>>>
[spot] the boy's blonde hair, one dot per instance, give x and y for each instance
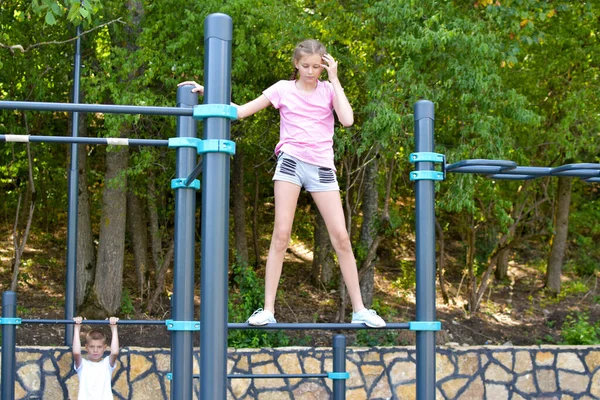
(95, 334)
(304, 48)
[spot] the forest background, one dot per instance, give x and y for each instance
(518, 261)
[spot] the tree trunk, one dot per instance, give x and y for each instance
(441, 264)
(323, 260)
(86, 251)
(502, 267)
(255, 233)
(368, 233)
(138, 235)
(19, 241)
(108, 281)
(561, 229)
(239, 206)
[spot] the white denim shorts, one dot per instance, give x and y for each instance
(312, 177)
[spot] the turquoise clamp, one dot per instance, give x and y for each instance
(425, 325)
(204, 146)
(179, 183)
(182, 325)
(216, 146)
(202, 111)
(428, 175)
(338, 375)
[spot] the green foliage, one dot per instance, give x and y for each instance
(577, 330)
(248, 296)
(77, 11)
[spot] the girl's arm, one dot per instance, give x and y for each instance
(77, 341)
(244, 110)
(341, 105)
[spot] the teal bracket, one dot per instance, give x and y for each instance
(204, 146)
(216, 146)
(182, 325)
(10, 321)
(202, 111)
(338, 375)
(179, 183)
(425, 325)
(428, 175)
(427, 157)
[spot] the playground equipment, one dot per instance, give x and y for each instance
(216, 148)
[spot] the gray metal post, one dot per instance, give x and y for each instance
(182, 304)
(71, 278)
(339, 366)
(9, 360)
(218, 31)
(425, 256)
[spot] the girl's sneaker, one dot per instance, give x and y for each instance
(262, 317)
(369, 318)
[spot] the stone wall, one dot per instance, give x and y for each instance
(492, 373)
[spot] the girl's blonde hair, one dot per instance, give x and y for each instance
(304, 48)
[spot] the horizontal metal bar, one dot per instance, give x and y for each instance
(512, 177)
(316, 326)
(500, 164)
(83, 140)
(237, 326)
(579, 166)
(91, 322)
(97, 108)
(273, 376)
(580, 173)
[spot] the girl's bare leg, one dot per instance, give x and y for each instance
(330, 207)
(286, 199)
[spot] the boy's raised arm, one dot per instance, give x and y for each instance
(77, 341)
(114, 343)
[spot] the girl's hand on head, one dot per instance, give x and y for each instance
(330, 66)
(198, 88)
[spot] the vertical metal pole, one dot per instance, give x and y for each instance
(425, 244)
(71, 278)
(182, 302)
(218, 31)
(339, 365)
(9, 359)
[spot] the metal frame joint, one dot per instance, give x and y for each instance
(182, 325)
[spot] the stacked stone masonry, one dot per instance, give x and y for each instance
(492, 373)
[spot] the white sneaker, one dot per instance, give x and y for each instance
(369, 318)
(261, 317)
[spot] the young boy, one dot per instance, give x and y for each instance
(95, 373)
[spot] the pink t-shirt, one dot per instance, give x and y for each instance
(306, 126)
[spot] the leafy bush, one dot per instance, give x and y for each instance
(577, 330)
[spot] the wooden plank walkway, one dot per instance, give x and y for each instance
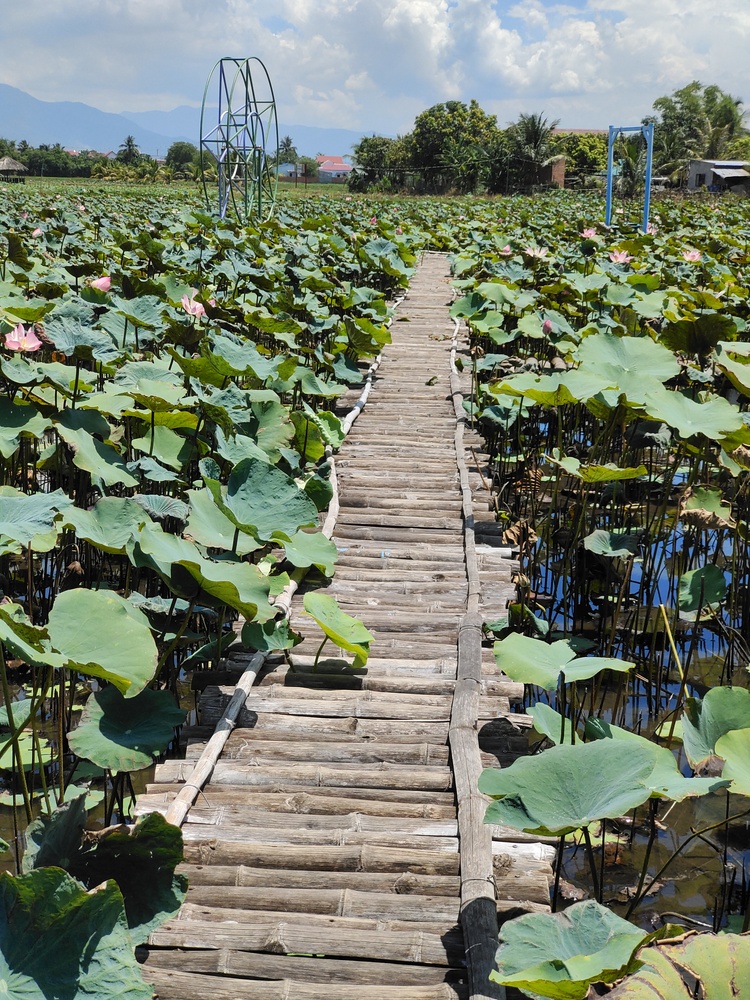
(337, 851)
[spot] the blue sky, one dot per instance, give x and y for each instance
(372, 65)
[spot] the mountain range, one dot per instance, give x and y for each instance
(80, 126)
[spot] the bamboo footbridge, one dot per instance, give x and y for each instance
(333, 829)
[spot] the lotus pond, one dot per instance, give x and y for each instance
(164, 374)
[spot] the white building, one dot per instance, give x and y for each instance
(719, 175)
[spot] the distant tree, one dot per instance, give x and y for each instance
(530, 138)
(694, 122)
(442, 137)
(287, 151)
(181, 156)
(129, 153)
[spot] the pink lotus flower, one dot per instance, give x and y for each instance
(191, 307)
(22, 339)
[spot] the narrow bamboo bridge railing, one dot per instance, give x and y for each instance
(335, 848)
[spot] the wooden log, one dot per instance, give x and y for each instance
(299, 969)
(283, 750)
(300, 798)
(195, 831)
(171, 984)
(304, 937)
(209, 884)
(385, 776)
(349, 728)
(350, 857)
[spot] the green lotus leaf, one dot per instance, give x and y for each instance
(707, 719)
(588, 944)
(192, 576)
(531, 661)
(169, 447)
(93, 456)
(141, 859)
(238, 446)
(28, 642)
(734, 748)
(666, 780)
(209, 652)
(568, 787)
(699, 334)
(210, 527)
(309, 549)
(714, 967)
(46, 913)
(347, 632)
(70, 326)
(110, 523)
(598, 473)
(101, 635)
(613, 544)
(17, 419)
(30, 519)
(271, 636)
(125, 734)
(715, 418)
(701, 588)
(550, 723)
(585, 667)
(159, 507)
(261, 499)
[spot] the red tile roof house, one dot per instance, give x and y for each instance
(333, 169)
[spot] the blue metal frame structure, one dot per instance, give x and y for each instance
(243, 143)
(647, 131)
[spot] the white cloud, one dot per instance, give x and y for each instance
(374, 64)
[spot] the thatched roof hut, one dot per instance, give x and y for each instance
(10, 166)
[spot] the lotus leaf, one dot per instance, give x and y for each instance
(30, 520)
(195, 577)
(46, 912)
(347, 632)
(714, 967)
(262, 499)
(125, 734)
(110, 523)
(101, 635)
(17, 419)
(734, 748)
(706, 720)
(169, 447)
(532, 661)
(93, 456)
(568, 787)
(666, 780)
(559, 955)
(270, 636)
(613, 544)
(716, 418)
(701, 588)
(309, 549)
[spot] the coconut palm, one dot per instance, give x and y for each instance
(531, 145)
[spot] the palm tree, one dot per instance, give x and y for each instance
(129, 152)
(531, 145)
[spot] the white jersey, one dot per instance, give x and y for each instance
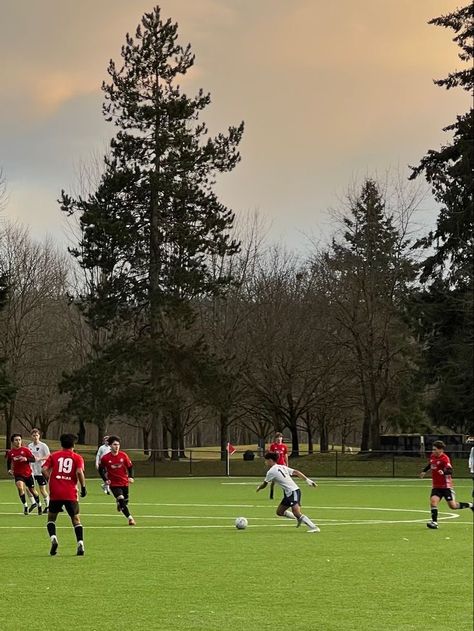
(103, 449)
(40, 450)
(471, 460)
(281, 475)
<<<
* **Objective**: Rewrite all the records with "one dot per instance" changed to "one point per instance" and every other line unchanged. Leave the pictures out.

* **Task output**:
[spot] the boy's blonde hair, one point per instance, give x and y for each instance
(95, 334)
(304, 48)
[spot] the forest background, one point per instance, give x and y for each instance
(518, 261)
[spot] the tree trunk, one point per instance, give x and y for each instance
(441, 264)
(323, 260)
(86, 251)
(502, 267)
(255, 233)
(368, 233)
(138, 235)
(19, 241)
(108, 281)
(561, 229)
(239, 206)
[spot] the white denim shorts, one point per instance, give x and y for each instance
(312, 177)
[spot] the turquoise clamp, one point per instance, give x and y for each instance
(425, 325)
(204, 146)
(179, 183)
(182, 325)
(216, 146)
(202, 111)
(428, 175)
(338, 375)
[spot] the green foliage, one point per instance, give x and y for each instance
(577, 330)
(248, 296)
(77, 11)
[spot] the girl's arm, one point per instance, give x and y for each instance
(77, 341)
(244, 110)
(341, 105)
[spot] the teal bracket, one point per instance, give x and y for each instance
(204, 146)
(216, 146)
(182, 325)
(10, 321)
(202, 111)
(338, 375)
(179, 183)
(425, 325)
(428, 175)
(427, 157)
[spot] the playground equipment, one point per instance, give x and y for each instance
(216, 148)
[spot] the gray metal post, one point per instance, give x and y for each instance
(182, 304)
(71, 278)
(339, 366)
(9, 360)
(218, 31)
(425, 256)
[spot] the girl's sneaker, one point per instance, give x and y for each instance
(262, 317)
(369, 318)
[spot] the stone wall, one point per instance, give x and y for each instance
(492, 373)
[spot] the girl's blonde hair, one point per instance, give x and y for each instance
(304, 48)
[spot] the horizontal metal bar, one point per instance, give x and y for each instance
(512, 177)
(316, 326)
(500, 164)
(83, 140)
(237, 326)
(579, 166)
(91, 322)
(97, 108)
(273, 376)
(580, 173)
[spot] the girl's bare leg, one point per instance, give x and y for each instance
(330, 207)
(286, 199)
[spot] the boy's raised arm, one point per instance, give x and y for each instance
(77, 341)
(114, 343)
[spot] the girl's hand on head, one point per instance, give x and y for each instance
(330, 66)
(198, 88)
[spot] the vertical metal pole, one point per instance, give x and y for each instance
(425, 244)
(71, 278)
(182, 302)
(218, 31)
(339, 365)
(9, 359)
[spot] the metal frame joint, one point per instance, give x and y for each instance
(182, 325)
[spot] the stacked stone masonry, one point per instance, give x and y for each instance
(492, 373)
[spot] the white sneaker, one point per instance, give x and y for each instance
(369, 318)
(261, 317)
[spot] the young boy, one point per instance, give x and y for each instance
(95, 373)
[spot] the pink t-shirt, one point per instance, give x and y for each instance
(306, 126)
[spot] the leafy bush, one point per instance, give x and y for each instance
(577, 330)
[spot] the wooden plank walkway, one point per instance, give x and y for each instance
(337, 851)
[spot] the blue sky, one point per instance, give x and y for each instance
(372, 65)
[spot] the mountain range, one point per instance, give x and y for each instance
(80, 126)
[spot] the bamboo footbridge, one point per instance, give x and y for each instance
(333, 829)
[spot] the lotus pond, one point per instance, give x and y for each instance
(164, 374)
[spot] the white building, one point per instance, give x and y for each instance
(719, 175)
[spot] the distant tree, one point per instance, give x and y for each instance
(530, 138)
(694, 122)
(442, 137)
(287, 151)
(181, 156)
(129, 153)
[spot] the pink lotus flower, one point per instance, give x and y for each instance
(191, 307)
(22, 339)
[spot] the narrow bamboo bridge railing, one point per instance, give x and y for each instance
(335, 848)
[spot] the wooden log, one point per instance, give x and y for each instance
(299, 969)
(283, 750)
(300, 798)
(195, 831)
(171, 984)
(304, 937)
(209, 884)
(385, 776)
(349, 728)
(350, 857)
[spot] the green lotus leaf, one point per instance, give x and y for each instance
(707, 719)
(588, 944)
(192, 576)
(531, 661)
(169, 447)
(93, 456)
(141, 859)
(238, 446)
(28, 642)
(734, 748)
(666, 780)
(209, 652)
(568, 787)
(699, 334)
(210, 527)
(309, 549)
(714, 967)
(46, 913)
(347, 632)
(70, 326)
(110, 523)
(598, 473)
(101, 635)
(613, 544)
(17, 419)
(30, 519)
(271, 636)
(125, 734)
(715, 418)
(701, 588)
(550, 723)
(585, 667)
(159, 507)
(261, 499)
[spot] the red tile roof house, one point per instance, give x and y for each instance
(333, 169)
[spot] the blue metal frame structure, one point per instance, give x and y for each instance
(243, 143)
(647, 131)
[spot] the white cloud, one point per instance, give x and y for each instance
(374, 64)
[spot] the thatched roof hut, one point per instance, give x and y for each instance
(10, 166)
[spot] the lotus leaf, one point per instance, give x and y for each instance
(30, 520)
(195, 577)
(46, 912)
(347, 632)
(714, 967)
(262, 499)
(125, 734)
(110, 523)
(101, 635)
(17, 419)
(734, 748)
(706, 720)
(169, 447)
(532, 661)
(93, 456)
(568, 787)
(666, 780)
(559, 955)
(270, 636)
(613, 544)
(716, 418)
(701, 588)
(309, 549)
[spot] the coconut palm, one point per instance, give x and y for each instance
(531, 145)
[spot] the palm tree, one point per instance, give x and y for each instance
(129, 152)
(531, 145)
[spot] the white jersey, one point per instance, give x and y for each instance
(103, 449)
(40, 450)
(471, 460)
(281, 475)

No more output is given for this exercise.